• What the exercise asks: Count the lines in the data below that contain the string "white", and give only that number.

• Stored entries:
:::

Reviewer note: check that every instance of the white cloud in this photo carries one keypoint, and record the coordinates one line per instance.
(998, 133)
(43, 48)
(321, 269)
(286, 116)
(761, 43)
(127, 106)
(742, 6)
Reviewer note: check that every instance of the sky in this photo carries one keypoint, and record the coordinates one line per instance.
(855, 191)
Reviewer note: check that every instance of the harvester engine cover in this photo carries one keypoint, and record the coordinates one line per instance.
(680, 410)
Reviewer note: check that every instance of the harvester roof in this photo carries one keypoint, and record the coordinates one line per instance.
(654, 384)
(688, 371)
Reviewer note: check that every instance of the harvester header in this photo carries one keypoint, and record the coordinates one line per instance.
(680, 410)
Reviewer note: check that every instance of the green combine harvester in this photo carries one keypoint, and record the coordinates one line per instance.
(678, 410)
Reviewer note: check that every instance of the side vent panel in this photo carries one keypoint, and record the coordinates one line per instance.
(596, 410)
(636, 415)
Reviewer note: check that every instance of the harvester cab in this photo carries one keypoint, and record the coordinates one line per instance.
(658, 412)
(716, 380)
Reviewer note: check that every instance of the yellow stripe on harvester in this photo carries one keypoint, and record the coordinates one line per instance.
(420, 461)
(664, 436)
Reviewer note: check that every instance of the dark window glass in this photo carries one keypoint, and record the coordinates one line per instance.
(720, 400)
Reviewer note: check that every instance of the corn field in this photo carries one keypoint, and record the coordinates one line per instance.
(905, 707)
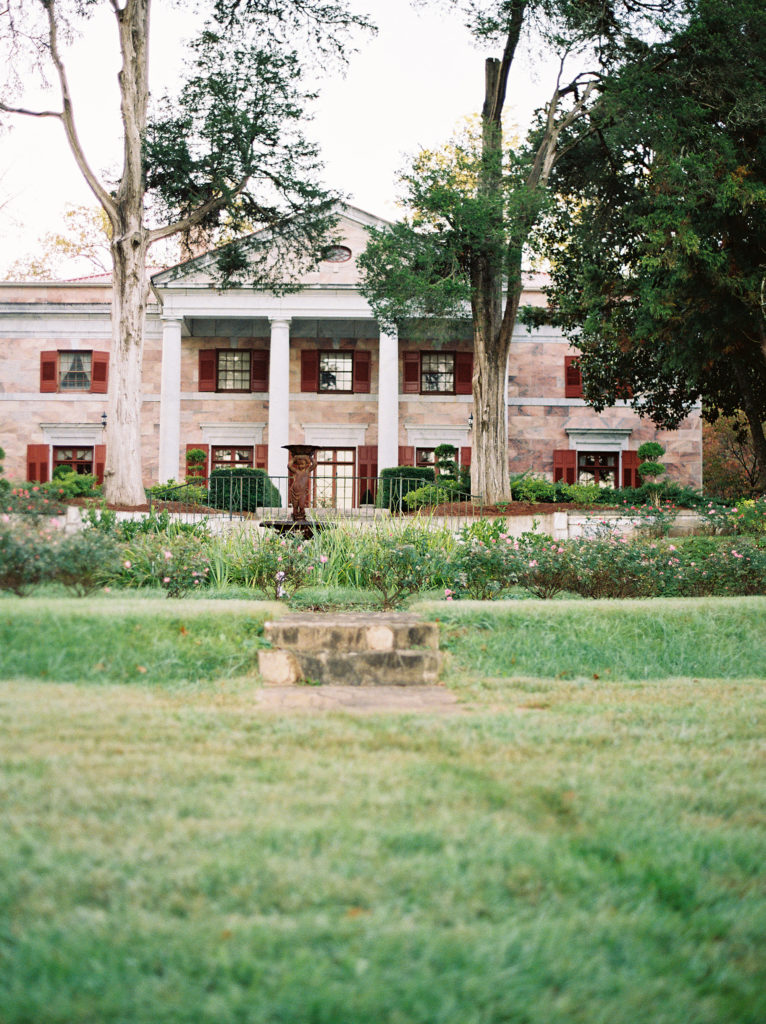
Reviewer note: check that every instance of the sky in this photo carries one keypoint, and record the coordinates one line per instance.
(408, 87)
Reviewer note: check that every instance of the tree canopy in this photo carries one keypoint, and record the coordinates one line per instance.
(471, 207)
(227, 150)
(657, 237)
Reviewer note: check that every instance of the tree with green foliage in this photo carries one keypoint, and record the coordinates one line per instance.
(226, 151)
(657, 240)
(459, 252)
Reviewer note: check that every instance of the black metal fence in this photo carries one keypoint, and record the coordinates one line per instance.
(332, 497)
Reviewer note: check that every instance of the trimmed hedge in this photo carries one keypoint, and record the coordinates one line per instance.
(242, 489)
(399, 480)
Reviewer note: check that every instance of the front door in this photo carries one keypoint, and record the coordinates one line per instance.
(334, 478)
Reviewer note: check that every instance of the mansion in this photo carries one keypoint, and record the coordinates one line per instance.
(240, 373)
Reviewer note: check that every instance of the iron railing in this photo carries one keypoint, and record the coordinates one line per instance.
(332, 498)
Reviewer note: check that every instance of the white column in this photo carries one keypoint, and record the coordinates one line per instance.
(170, 398)
(279, 402)
(388, 400)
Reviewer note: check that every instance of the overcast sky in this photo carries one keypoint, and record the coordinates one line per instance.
(409, 86)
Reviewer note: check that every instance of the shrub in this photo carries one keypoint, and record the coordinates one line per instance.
(188, 494)
(398, 566)
(33, 499)
(242, 491)
(279, 564)
(27, 556)
(397, 481)
(177, 564)
(68, 483)
(86, 560)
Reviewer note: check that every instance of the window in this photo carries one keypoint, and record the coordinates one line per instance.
(232, 371)
(334, 478)
(236, 370)
(336, 371)
(72, 372)
(437, 373)
(231, 458)
(599, 467)
(572, 377)
(79, 459)
(340, 371)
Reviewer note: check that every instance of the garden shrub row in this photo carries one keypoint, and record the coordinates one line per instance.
(483, 562)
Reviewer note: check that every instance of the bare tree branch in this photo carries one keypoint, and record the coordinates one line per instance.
(68, 119)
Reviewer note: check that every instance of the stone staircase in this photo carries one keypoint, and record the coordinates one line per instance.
(351, 649)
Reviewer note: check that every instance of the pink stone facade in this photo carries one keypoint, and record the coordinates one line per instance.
(328, 315)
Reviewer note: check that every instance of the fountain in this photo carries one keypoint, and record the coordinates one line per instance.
(301, 464)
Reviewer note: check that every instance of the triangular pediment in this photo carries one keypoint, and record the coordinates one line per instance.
(337, 269)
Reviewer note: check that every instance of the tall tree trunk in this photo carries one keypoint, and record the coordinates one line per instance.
(490, 477)
(122, 478)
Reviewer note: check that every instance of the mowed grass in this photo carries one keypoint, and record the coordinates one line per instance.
(710, 637)
(584, 850)
(129, 638)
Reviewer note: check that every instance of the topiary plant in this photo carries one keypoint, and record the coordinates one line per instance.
(649, 452)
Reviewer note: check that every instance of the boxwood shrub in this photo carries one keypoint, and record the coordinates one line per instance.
(242, 489)
(399, 480)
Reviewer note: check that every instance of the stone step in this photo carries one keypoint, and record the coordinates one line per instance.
(351, 649)
(396, 631)
(355, 668)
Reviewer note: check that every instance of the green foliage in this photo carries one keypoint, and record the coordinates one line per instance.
(186, 494)
(278, 564)
(397, 481)
(242, 489)
(398, 566)
(656, 242)
(107, 521)
(86, 560)
(68, 483)
(176, 564)
(27, 556)
(33, 499)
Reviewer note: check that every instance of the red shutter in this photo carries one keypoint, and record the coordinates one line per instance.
(208, 366)
(464, 373)
(411, 380)
(199, 470)
(48, 373)
(572, 377)
(362, 373)
(99, 373)
(309, 370)
(259, 371)
(630, 470)
(37, 463)
(564, 465)
(367, 458)
(99, 461)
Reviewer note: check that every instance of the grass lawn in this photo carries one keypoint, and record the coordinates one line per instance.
(569, 849)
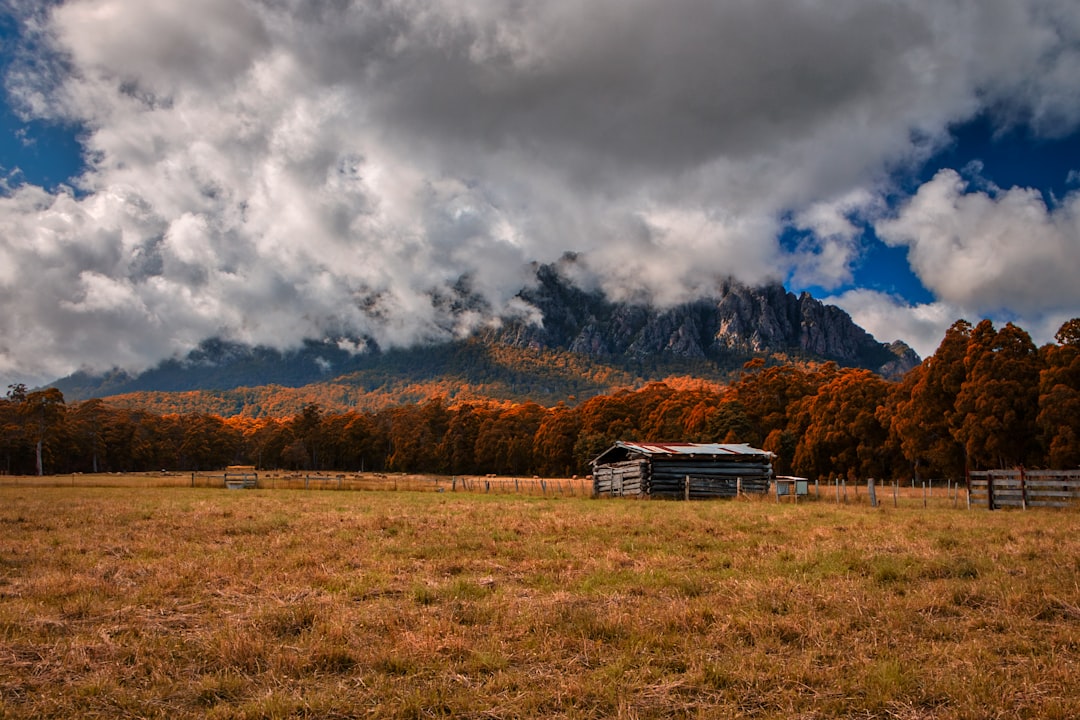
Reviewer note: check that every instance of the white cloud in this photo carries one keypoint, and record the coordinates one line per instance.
(922, 326)
(889, 317)
(269, 172)
(1007, 252)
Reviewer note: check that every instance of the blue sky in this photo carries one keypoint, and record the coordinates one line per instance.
(268, 174)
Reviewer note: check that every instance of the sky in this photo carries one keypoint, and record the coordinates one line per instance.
(268, 171)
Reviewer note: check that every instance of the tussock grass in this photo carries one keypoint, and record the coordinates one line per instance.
(173, 602)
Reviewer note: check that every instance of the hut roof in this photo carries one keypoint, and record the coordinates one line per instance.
(622, 450)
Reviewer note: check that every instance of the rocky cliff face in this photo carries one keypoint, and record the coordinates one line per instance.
(739, 321)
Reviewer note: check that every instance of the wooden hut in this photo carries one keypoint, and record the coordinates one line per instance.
(678, 471)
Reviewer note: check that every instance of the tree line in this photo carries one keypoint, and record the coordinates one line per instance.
(986, 398)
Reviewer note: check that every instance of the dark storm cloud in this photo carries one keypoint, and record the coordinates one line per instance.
(272, 170)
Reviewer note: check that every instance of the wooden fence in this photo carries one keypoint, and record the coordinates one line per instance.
(1023, 488)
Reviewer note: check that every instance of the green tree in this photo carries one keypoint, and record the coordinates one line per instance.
(43, 408)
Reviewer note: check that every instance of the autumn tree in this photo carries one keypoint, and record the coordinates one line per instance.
(1060, 397)
(554, 440)
(922, 415)
(998, 403)
(841, 432)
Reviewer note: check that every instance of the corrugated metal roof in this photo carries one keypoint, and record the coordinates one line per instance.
(684, 449)
(692, 448)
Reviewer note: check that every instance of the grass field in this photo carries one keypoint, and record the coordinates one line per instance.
(179, 602)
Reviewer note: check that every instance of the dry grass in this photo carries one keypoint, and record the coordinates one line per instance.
(179, 602)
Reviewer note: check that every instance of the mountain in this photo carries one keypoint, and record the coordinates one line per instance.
(584, 345)
(738, 323)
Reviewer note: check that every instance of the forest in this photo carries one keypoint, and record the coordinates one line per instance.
(986, 398)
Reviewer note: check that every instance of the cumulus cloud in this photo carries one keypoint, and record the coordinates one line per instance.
(272, 171)
(990, 252)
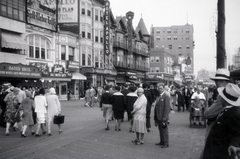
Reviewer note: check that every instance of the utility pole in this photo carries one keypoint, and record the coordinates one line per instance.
(221, 52)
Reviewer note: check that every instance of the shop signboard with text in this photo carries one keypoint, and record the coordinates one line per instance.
(42, 14)
(68, 15)
(19, 71)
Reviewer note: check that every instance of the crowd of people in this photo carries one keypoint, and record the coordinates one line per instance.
(23, 108)
(221, 107)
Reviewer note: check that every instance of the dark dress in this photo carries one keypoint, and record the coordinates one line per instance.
(118, 105)
(130, 100)
(225, 132)
(12, 104)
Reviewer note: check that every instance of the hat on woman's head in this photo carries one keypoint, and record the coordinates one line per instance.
(52, 91)
(230, 93)
(222, 74)
(28, 94)
(15, 90)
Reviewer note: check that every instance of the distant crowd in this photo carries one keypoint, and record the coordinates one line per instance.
(22, 108)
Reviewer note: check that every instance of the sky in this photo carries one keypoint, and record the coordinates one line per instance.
(202, 14)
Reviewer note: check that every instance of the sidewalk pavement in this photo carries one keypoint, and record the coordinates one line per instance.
(84, 137)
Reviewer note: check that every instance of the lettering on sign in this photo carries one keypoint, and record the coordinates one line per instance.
(107, 28)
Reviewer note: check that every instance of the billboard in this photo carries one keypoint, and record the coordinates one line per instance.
(68, 15)
(42, 13)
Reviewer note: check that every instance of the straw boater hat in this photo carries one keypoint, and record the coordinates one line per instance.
(52, 91)
(222, 74)
(230, 93)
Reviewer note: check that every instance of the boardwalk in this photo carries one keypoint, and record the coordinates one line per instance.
(84, 137)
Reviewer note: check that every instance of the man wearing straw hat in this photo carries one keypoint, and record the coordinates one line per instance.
(222, 78)
(226, 130)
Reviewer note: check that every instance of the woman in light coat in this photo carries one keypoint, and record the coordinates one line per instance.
(40, 108)
(54, 108)
(139, 116)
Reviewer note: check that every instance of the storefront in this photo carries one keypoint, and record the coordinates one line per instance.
(20, 75)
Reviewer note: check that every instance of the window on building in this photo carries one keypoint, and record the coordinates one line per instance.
(83, 31)
(101, 16)
(37, 39)
(39, 47)
(96, 14)
(31, 46)
(71, 53)
(152, 59)
(96, 36)
(151, 69)
(83, 8)
(89, 56)
(89, 10)
(89, 32)
(63, 52)
(84, 56)
(43, 51)
(101, 36)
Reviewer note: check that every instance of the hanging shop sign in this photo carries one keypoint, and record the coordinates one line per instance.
(42, 14)
(107, 28)
(58, 68)
(131, 74)
(19, 71)
(72, 65)
(41, 66)
(68, 15)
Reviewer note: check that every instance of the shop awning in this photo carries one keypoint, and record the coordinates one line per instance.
(134, 81)
(109, 78)
(13, 41)
(55, 79)
(78, 76)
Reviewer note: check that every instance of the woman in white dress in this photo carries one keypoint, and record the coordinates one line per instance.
(54, 108)
(40, 108)
(139, 116)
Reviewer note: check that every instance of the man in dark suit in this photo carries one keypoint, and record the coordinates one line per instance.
(226, 130)
(148, 95)
(187, 97)
(161, 116)
(125, 91)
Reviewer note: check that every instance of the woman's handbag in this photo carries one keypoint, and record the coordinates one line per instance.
(58, 119)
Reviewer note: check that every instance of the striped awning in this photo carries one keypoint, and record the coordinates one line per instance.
(13, 41)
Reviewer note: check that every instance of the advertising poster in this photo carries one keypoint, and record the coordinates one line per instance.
(42, 13)
(68, 16)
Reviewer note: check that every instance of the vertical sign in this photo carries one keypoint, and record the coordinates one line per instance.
(42, 13)
(68, 15)
(106, 28)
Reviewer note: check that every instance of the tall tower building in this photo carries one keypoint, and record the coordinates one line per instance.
(178, 39)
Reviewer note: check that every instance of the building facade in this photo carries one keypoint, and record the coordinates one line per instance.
(179, 41)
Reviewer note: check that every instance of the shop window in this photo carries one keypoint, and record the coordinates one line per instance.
(71, 53)
(63, 52)
(63, 89)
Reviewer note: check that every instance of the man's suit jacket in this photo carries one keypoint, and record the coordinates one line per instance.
(225, 132)
(148, 95)
(162, 107)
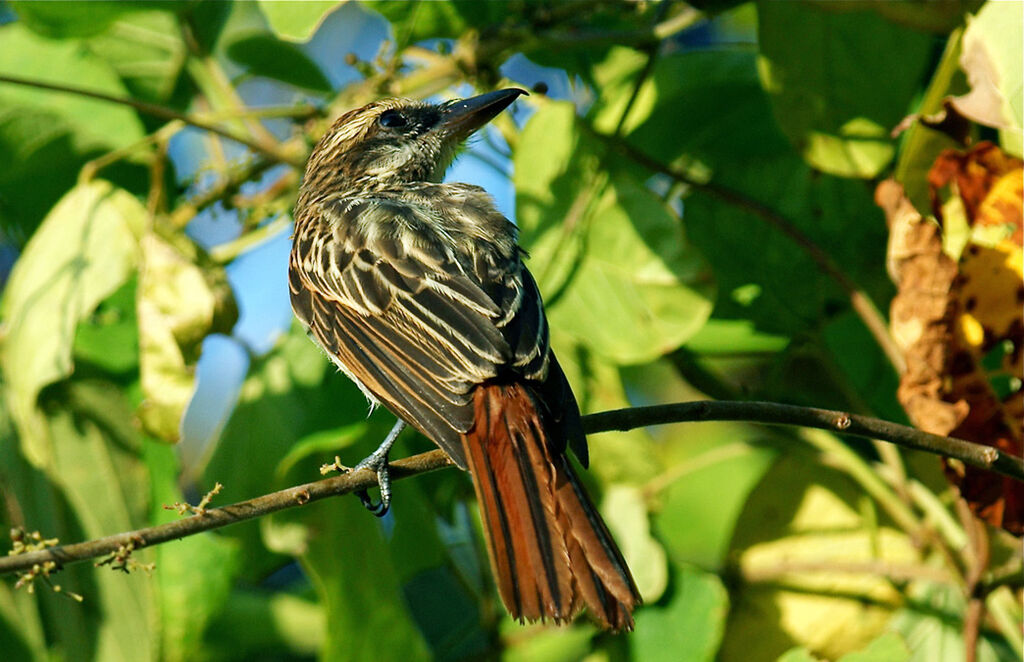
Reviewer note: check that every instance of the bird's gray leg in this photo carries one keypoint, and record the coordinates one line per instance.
(378, 462)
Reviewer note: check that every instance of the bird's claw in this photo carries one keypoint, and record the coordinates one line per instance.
(377, 462)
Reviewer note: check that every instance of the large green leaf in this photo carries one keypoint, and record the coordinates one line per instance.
(421, 19)
(805, 513)
(194, 575)
(46, 136)
(94, 123)
(932, 625)
(610, 258)
(689, 626)
(84, 250)
(262, 54)
(97, 468)
(290, 394)
(296, 21)
(145, 48)
(824, 70)
(62, 18)
(992, 45)
(350, 568)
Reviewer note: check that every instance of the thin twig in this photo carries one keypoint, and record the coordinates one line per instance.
(161, 112)
(622, 419)
(984, 457)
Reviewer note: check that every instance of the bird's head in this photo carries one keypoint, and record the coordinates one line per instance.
(396, 140)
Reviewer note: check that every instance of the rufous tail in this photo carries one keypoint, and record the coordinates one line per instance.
(550, 550)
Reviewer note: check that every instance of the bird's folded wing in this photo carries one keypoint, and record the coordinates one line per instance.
(418, 325)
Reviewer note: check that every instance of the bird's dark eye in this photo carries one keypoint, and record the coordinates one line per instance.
(392, 119)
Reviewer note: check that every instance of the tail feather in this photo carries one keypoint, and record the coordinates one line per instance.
(550, 550)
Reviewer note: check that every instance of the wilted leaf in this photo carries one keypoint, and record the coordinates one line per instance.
(801, 525)
(991, 59)
(947, 317)
(178, 304)
(84, 250)
(262, 54)
(824, 84)
(296, 21)
(109, 337)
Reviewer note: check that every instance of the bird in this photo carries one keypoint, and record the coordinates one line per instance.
(417, 290)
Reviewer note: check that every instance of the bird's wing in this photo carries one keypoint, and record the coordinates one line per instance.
(416, 323)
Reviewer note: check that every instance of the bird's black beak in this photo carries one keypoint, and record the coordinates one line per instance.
(465, 116)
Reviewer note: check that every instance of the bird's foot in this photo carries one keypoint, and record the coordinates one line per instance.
(378, 462)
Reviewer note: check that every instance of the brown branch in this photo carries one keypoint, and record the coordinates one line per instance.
(622, 419)
(161, 112)
(861, 303)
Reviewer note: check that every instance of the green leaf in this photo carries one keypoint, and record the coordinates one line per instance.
(888, 648)
(146, 50)
(257, 624)
(626, 514)
(46, 136)
(689, 626)
(798, 655)
(291, 392)
(194, 575)
(991, 58)
(640, 290)
(697, 110)
(296, 21)
(548, 645)
(621, 457)
(921, 145)
(265, 55)
(84, 250)
(96, 466)
(805, 512)
(609, 257)
(109, 337)
(932, 625)
(350, 568)
(421, 19)
(433, 597)
(822, 71)
(95, 123)
(60, 18)
(706, 488)
(178, 304)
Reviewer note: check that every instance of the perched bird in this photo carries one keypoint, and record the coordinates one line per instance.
(417, 290)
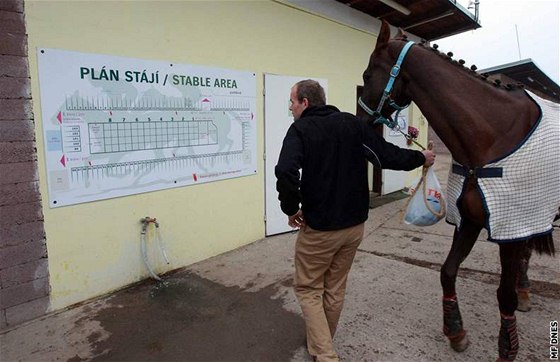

:::

• Answer to the problem: 4